--- Given records Enclosed Below ---

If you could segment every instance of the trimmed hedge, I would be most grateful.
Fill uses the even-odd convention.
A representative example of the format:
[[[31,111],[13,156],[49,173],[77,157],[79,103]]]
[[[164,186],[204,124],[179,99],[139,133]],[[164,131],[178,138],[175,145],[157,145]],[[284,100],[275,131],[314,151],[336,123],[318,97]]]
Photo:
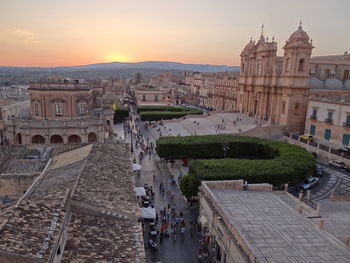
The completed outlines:
[[[137,107],[137,112],[141,111],[191,111],[192,108],[179,106],[140,106]]]
[[[128,117],[129,117],[129,110],[128,110],[128,109],[125,109],[125,108],[117,108],[117,109],[114,111],[113,120],[114,120],[114,123],[116,123],[116,122],[120,122],[120,121],[122,121],[123,119],[128,118]]]
[[[160,121],[181,118],[186,115],[202,114],[200,110],[191,111],[141,111],[141,121]]]
[[[146,106],[145,106],[146,107]],[[155,106],[152,106],[155,107]],[[203,112],[197,109],[185,108],[186,110],[179,111],[141,111],[141,121],[160,121],[181,118],[186,115],[199,115]]]
[[[228,157],[254,160],[215,159],[223,158],[224,143],[230,147]],[[243,179],[280,185],[303,180],[315,166],[314,156],[301,147],[239,135],[163,137],[157,141],[157,152],[166,159],[207,159],[190,161],[189,173],[180,184],[187,198],[197,193],[201,180]]]

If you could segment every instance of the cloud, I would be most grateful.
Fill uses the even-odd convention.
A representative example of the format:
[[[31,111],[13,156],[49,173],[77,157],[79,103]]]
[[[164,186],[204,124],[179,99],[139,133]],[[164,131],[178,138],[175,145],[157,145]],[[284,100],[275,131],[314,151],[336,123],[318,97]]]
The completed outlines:
[[[22,29],[11,29],[9,32],[13,35],[19,35],[19,36],[34,36],[35,34],[30,31],[25,31]]]
[[[38,44],[40,41],[37,39],[36,34],[31,31],[26,31],[22,29],[11,29],[8,31],[9,34],[16,36],[26,45]]]

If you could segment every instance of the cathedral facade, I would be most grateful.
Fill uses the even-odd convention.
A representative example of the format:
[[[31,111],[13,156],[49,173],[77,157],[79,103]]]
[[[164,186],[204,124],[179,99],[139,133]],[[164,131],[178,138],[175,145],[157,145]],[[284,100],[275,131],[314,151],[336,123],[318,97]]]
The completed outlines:
[[[303,131],[309,92],[312,40],[301,24],[277,56],[277,43],[250,40],[241,53],[237,107],[242,113]]]

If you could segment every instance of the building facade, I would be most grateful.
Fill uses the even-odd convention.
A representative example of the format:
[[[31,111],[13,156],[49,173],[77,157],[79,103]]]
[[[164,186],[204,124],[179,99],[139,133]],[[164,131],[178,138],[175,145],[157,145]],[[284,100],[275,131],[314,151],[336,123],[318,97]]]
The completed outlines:
[[[313,96],[309,99],[305,133],[337,145],[350,143],[350,96]]]
[[[137,104],[143,105],[170,105],[172,104],[172,92],[169,88],[140,83],[132,87]]]
[[[216,110],[236,111],[238,72],[217,74],[214,85],[209,88],[208,107]]]
[[[113,110],[101,82],[52,76],[28,90],[30,116],[5,120],[7,143],[104,142],[111,135]]]
[[[277,57],[277,43],[261,34],[241,53],[238,108],[240,112],[287,126],[304,128],[312,41],[300,25]]]

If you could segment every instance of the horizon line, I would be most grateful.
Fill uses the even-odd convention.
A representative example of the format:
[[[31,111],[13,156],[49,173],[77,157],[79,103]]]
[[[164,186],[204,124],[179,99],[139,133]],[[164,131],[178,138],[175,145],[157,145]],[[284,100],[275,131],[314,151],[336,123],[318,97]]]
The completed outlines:
[[[0,65],[0,67],[12,67],[12,68],[63,68],[63,67],[83,67],[83,66],[91,66],[91,65],[100,65],[100,64],[111,64],[111,63],[125,63],[125,64],[137,64],[137,63],[145,63],[145,62],[163,62],[163,63],[179,63],[183,65],[204,65],[204,66],[225,66],[225,67],[240,67],[239,65],[225,65],[225,64],[202,64],[202,63],[184,63],[178,61],[168,61],[168,60],[145,60],[138,62],[123,62],[123,61],[111,61],[111,62],[96,62],[90,64],[83,65],[65,65],[65,66],[8,66],[8,65]]]

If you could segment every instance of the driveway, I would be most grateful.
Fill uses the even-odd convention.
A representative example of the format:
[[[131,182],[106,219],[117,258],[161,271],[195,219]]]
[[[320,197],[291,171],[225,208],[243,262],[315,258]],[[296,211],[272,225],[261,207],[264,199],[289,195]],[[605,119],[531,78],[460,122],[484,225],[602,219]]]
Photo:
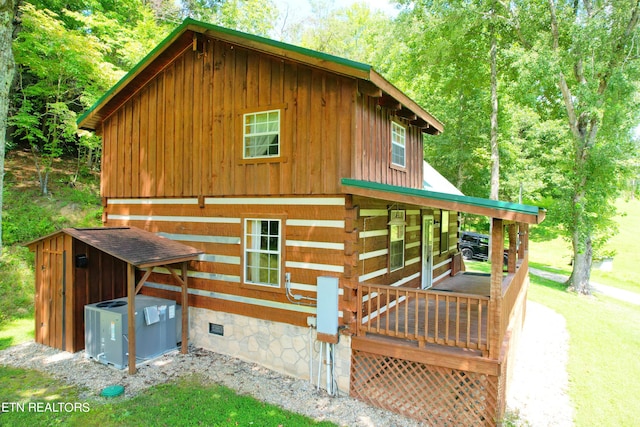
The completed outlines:
[[[542,277],[544,279],[553,280],[554,282],[564,283],[569,276],[564,274],[551,273],[544,270],[538,270],[537,268],[529,267],[529,273],[534,276]],[[626,291],[624,289],[614,288],[613,286],[603,285],[601,283],[591,282],[591,288],[595,293],[606,295],[611,298],[616,298],[621,301],[630,302],[631,304],[640,305],[640,294],[636,292]]]

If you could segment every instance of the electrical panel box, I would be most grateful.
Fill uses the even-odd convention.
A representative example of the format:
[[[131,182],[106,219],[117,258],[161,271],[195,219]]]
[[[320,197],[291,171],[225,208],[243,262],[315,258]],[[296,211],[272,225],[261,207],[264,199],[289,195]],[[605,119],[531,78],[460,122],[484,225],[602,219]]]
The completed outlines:
[[[320,276],[318,285],[318,340],[338,342],[338,278]]]
[[[128,365],[129,311],[127,298],[84,307],[85,354],[123,369]],[[136,359],[151,359],[177,348],[182,310],[175,301],[136,295]]]

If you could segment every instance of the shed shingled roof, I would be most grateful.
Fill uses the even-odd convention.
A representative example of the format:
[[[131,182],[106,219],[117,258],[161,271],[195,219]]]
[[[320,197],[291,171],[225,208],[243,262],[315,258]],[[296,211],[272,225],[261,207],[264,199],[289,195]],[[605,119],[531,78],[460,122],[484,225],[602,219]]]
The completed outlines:
[[[60,232],[140,268],[190,261],[203,253],[135,227],[65,228]]]

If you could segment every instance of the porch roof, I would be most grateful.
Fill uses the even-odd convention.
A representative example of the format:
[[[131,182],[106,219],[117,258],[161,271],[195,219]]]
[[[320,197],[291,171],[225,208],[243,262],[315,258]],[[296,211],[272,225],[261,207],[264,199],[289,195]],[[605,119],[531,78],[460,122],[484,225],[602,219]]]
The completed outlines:
[[[395,203],[408,203],[438,209],[483,215],[507,221],[540,224],[546,210],[537,206],[501,200],[482,199],[457,194],[437,193],[428,190],[380,184],[358,179],[342,178],[342,192]]]

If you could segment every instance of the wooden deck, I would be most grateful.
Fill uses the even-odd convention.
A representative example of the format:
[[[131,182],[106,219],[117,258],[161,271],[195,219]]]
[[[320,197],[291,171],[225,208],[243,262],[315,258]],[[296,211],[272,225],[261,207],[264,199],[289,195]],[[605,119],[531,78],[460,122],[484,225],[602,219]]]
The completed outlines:
[[[435,284],[431,290],[459,292],[462,294],[473,294],[488,297],[490,288],[490,274],[465,272],[441,280]]]
[[[439,344],[488,350],[490,277],[459,274],[429,290],[369,286],[363,330]]]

--- End of Enclosed Given records ---

[About this task]: Could you tally the lines in these records that contain the word "facade" and give only the result?

[Exercise answer]: 2